### What is being asked
All of the records listed below should be retyped exactly.

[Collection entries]
"""

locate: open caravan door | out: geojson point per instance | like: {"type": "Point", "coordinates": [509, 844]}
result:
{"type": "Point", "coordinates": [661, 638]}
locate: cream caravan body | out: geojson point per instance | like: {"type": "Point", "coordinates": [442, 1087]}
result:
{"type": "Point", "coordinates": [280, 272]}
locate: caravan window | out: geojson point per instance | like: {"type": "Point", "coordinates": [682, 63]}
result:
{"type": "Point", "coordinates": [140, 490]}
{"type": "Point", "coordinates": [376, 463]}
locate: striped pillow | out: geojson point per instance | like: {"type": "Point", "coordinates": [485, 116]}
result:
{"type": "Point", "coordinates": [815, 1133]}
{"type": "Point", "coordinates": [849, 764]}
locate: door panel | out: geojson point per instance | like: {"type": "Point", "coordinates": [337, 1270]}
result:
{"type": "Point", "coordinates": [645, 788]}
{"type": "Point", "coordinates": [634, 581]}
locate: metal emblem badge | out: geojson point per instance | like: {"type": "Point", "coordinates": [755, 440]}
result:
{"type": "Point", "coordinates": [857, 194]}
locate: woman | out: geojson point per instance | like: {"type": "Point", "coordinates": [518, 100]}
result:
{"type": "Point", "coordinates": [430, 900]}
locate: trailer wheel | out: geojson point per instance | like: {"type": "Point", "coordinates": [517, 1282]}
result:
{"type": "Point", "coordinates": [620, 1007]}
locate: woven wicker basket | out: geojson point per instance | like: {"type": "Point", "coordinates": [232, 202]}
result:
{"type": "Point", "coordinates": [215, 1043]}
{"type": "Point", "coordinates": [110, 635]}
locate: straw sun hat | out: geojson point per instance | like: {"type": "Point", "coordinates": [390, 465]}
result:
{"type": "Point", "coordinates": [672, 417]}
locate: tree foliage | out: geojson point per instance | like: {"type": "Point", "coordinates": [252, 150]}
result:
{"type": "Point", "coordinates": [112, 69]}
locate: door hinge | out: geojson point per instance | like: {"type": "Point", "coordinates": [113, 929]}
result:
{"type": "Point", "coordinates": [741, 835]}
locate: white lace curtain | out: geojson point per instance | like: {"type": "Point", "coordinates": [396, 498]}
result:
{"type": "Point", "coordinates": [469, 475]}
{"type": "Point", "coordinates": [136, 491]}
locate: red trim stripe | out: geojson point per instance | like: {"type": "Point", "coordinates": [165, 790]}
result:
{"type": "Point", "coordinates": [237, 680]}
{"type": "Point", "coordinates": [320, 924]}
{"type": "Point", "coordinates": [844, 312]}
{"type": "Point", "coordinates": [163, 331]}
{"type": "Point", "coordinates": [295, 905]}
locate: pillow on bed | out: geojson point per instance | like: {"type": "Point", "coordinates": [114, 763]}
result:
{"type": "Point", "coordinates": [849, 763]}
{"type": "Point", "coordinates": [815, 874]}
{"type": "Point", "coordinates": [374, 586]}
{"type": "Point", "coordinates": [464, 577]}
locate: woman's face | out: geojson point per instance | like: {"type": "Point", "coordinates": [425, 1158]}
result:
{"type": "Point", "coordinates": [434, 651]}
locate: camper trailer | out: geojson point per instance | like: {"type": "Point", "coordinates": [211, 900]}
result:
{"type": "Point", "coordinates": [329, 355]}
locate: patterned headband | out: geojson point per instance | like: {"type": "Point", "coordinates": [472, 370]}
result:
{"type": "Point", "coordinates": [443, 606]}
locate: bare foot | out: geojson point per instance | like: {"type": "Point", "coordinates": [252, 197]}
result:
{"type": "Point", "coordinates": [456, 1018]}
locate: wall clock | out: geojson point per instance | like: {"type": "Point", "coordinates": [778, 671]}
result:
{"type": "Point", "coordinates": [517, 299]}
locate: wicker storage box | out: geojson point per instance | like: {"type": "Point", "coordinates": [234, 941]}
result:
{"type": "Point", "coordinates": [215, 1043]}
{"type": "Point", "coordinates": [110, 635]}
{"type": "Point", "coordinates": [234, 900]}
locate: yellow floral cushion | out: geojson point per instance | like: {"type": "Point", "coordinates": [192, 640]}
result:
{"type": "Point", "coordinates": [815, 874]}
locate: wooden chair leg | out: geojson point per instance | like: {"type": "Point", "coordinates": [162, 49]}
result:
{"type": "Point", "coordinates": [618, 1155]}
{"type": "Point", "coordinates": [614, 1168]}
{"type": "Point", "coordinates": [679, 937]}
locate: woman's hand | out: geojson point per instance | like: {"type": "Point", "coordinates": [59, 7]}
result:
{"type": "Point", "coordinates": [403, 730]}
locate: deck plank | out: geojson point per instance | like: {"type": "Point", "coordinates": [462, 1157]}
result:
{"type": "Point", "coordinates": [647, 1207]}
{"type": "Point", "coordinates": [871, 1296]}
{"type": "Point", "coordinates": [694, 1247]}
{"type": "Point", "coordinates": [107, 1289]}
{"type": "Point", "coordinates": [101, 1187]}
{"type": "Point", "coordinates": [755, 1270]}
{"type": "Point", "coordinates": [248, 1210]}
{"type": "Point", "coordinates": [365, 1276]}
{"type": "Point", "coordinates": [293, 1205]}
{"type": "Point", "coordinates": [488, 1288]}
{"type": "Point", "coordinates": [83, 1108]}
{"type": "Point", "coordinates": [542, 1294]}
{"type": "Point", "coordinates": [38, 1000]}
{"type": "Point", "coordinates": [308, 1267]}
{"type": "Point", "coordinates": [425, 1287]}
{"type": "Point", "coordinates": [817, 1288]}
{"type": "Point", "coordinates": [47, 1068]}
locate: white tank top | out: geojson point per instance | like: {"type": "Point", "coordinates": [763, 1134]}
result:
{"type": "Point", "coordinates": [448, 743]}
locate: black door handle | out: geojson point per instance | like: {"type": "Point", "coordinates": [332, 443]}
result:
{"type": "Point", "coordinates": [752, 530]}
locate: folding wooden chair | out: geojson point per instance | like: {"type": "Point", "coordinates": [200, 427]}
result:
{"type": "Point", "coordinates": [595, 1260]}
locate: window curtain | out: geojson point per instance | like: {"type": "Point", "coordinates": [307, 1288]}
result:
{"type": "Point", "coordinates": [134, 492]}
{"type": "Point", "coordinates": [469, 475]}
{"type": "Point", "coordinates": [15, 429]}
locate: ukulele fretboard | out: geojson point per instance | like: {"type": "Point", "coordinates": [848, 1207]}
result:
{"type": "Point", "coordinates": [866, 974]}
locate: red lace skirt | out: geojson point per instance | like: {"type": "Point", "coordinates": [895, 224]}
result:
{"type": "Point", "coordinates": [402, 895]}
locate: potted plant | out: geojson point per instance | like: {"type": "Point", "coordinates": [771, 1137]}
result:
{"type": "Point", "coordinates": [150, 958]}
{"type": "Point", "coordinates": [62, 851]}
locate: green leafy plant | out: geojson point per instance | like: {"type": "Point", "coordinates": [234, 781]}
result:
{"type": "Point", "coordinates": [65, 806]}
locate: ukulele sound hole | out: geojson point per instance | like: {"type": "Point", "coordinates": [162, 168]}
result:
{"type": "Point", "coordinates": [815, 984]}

"""

### Correct answer
locate: open caravan door | out: geojson point per instance | like: {"type": "Point", "coordinates": [509, 844]}
result:
{"type": "Point", "coordinates": [661, 638]}
locate: cream caravan body | out: geojson point per instance | like: {"type": "Point", "coordinates": [442, 1087]}
result:
{"type": "Point", "coordinates": [280, 272]}
locate: caravan window | out: geojson point per instance | like: {"type": "Point", "coordinates": [682, 63]}
result:
{"type": "Point", "coordinates": [140, 490]}
{"type": "Point", "coordinates": [376, 463]}
locate: striped pillow | out: geojson point per instance | like: {"type": "Point", "coordinates": [485, 116]}
result:
{"type": "Point", "coordinates": [815, 1133]}
{"type": "Point", "coordinates": [849, 764]}
locate: door panel | out: geojson point per instance | like: {"type": "Point", "coordinates": [337, 1270]}
result:
{"type": "Point", "coordinates": [645, 788]}
{"type": "Point", "coordinates": [634, 581]}
locate: metal emblem badge | out: geojson point per instance | like: {"type": "Point", "coordinates": [755, 440]}
result:
{"type": "Point", "coordinates": [857, 194]}
locate: woman | out: geojson point per instance | like: {"type": "Point", "coordinates": [518, 100]}
result:
{"type": "Point", "coordinates": [430, 900]}
locate: trailer wheel | out: geojson point per instance | like: {"type": "Point", "coordinates": [517, 1282]}
result:
{"type": "Point", "coordinates": [620, 1007]}
locate: woven wicker basket | out: geojson point per instance | like: {"type": "Point", "coordinates": [232, 202]}
result:
{"type": "Point", "coordinates": [215, 1043]}
{"type": "Point", "coordinates": [110, 635]}
locate: straw sun hat | out: geojson point per instance | like: {"type": "Point", "coordinates": [390, 465]}
result:
{"type": "Point", "coordinates": [672, 417]}
locate: tree foliage | out: geojson point per instance | like: {"type": "Point", "coordinates": [252, 150]}
result:
{"type": "Point", "coordinates": [112, 69]}
locate: door hinge | out: geojson point per instance | like: {"type": "Point", "coordinates": [113, 929]}
result:
{"type": "Point", "coordinates": [741, 835]}
locate: white lace curtain | out: geojson point per instance | like: {"type": "Point", "coordinates": [396, 498]}
result:
{"type": "Point", "coordinates": [469, 475]}
{"type": "Point", "coordinates": [136, 491]}
locate: red trim stripe | out: geojson point per instance | like: {"type": "Point", "coordinates": [165, 790]}
result:
{"type": "Point", "coordinates": [237, 680]}
{"type": "Point", "coordinates": [320, 924]}
{"type": "Point", "coordinates": [844, 312]}
{"type": "Point", "coordinates": [163, 331]}
{"type": "Point", "coordinates": [295, 905]}
locate: pillow on bed | out: geojson point per instance | like: {"type": "Point", "coordinates": [114, 763]}
result:
{"type": "Point", "coordinates": [849, 763]}
{"type": "Point", "coordinates": [815, 874]}
{"type": "Point", "coordinates": [374, 586]}
{"type": "Point", "coordinates": [464, 577]}
locate: woman's face | out: geojson point per instance | like: {"type": "Point", "coordinates": [425, 1158]}
result:
{"type": "Point", "coordinates": [434, 651]}
locate: camper trailer | out: geojson point per instance | like: {"type": "Point", "coordinates": [211, 900]}
result:
{"type": "Point", "coordinates": [329, 355]}
locate: patterned headband | out: geojson point per instance | like: {"type": "Point", "coordinates": [472, 370]}
result:
{"type": "Point", "coordinates": [443, 606]}
locate: bare foot | out: geojson point per instance | like: {"type": "Point", "coordinates": [252, 197]}
result:
{"type": "Point", "coordinates": [456, 1018]}
locate: wall clock | out: geojson point per instance | like: {"type": "Point", "coordinates": [778, 671]}
result:
{"type": "Point", "coordinates": [517, 299]}
locate: wicker storage box | out: geojson point per instance | like: {"type": "Point", "coordinates": [234, 941]}
result:
{"type": "Point", "coordinates": [215, 1043]}
{"type": "Point", "coordinates": [110, 635]}
{"type": "Point", "coordinates": [234, 900]}
locate: yellow floral cushion | out: geojson point per instance | like: {"type": "Point", "coordinates": [192, 640]}
result:
{"type": "Point", "coordinates": [815, 874]}
locate: wooden chair leg | out: geojson point per instance | like: {"type": "Point", "coordinates": [162, 49]}
result:
{"type": "Point", "coordinates": [618, 1155]}
{"type": "Point", "coordinates": [614, 1168]}
{"type": "Point", "coordinates": [679, 937]}
locate: woman's hand | out: geojson point per instance | like: {"type": "Point", "coordinates": [59, 7]}
result:
{"type": "Point", "coordinates": [403, 730]}
locate: deck plank | out: geojson point per instance | like: {"type": "Point", "coordinates": [462, 1157]}
result:
{"type": "Point", "coordinates": [647, 1207]}
{"type": "Point", "coordinates": [871, 1296]}
{"type": "Point", "coordinates": [694, 1247]}
{"type": "Point", "coordinates": [107, 1289]}
{"type": "Point", "coordinates": [101, 1187]}
{"type": "Point", "coordinates": [755, 1270]}
{"type": "Point", "coordinates": [248, 1210]}
{"type": "Point", "coordinates": [365, 1276]}
{"type": "Point", "coordinates": [293, 1205]}
{"type": "Point", "coordinates": [488, 1288]}
{"type": "Point", "coordinates": [83, 1108]}
{"type": "Point", "coordinates": [542, 1294]}
{"type": "Point", "coordinates": [38, 1000]}
{"type": "Point", "coordinates": [308, 1267]}
{"type": "Point", "coordinates": [425, 1287]}
{"type": "Point", "coordinates": [817, 1288]}
{"type": "Point", "coordinates": [47, 1068]}
locate: white tank top | out: geojson point per instance | like: {"type": "Point", "coordinates": [763, 1134]}
result:
{"type": "Point", "coordinates": [448, 743]}
locate: black door handle | out: geojson point per instance | like: {"type": "Point", "coordinates": [332, 443]}
result:
{"type": "Point", "coordinates": [752, 530]}
locate: folding wooden chair | out: geojson point per instance | like: {"type": "Point", "coordinates": [200, 427]}
result:
{"type": "Point", "coordinates": [595, 1260]}
locate: window curtain | out: geojson point per instance | like: {"type": "Point", "coordinates": [307, 1288]}
result:
{"type": "Point", "coordinates": [134, 492]}
{"type": "Point", "coordinates": [469, 475]}
{"type": "Point", "coordinates": [15, 429]}
locate: ukulele fretboard | out: geojson point per instance | like: {"type": "Point", "coordinates": [848, 1207]}
result:
{"type": "Point", "coordinates": [866, 974]}
locate: red lace skirt | out: geojson point per instance | like: {"type": "Point", "coordinates": [895, 224]}
result:
{"type": "Point", "coordinates": [402, 895]}
locate: potted plant | out: geojson point per instance | like: {"type": "Point", "coordinates": [771, 1137]}
result:
{"type": "Point", "coordinates": [150, 958]}
{"type": "Point", "coordinates": [62, 851]}
locate: green leafy plant | out: geojson point per instance | like: {"type": "Point", "coordinates": [234, 781]}
result:
{"type": "Point", "coordinates": [65, 806]}
locate: ukulele sound hole | out: geojson point per instance | like: {"type": "Point", "coordinates": [162, 168]}
result:
{"type": "Point", "coordinates": [815, 984]}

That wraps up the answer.